»»
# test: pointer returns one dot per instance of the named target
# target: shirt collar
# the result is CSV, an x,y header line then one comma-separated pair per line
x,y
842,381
««
◆ 課題の指示
上のリストの全行を、空行を除いてMarkdownの表に入れること。列は「行番号」と「内容」の二つとする。

◆ 完成した課題
| 行番号 | 内容 |
|---|---|
| 1 | # test: pointer returns one dot per instance of the named target |
| 2 | # target: shirt collar |
| 3 | # the result is CSV, an x,y header line then one comma-separated pair per line |
| 4 | x,y |
| 5 | 842,381 |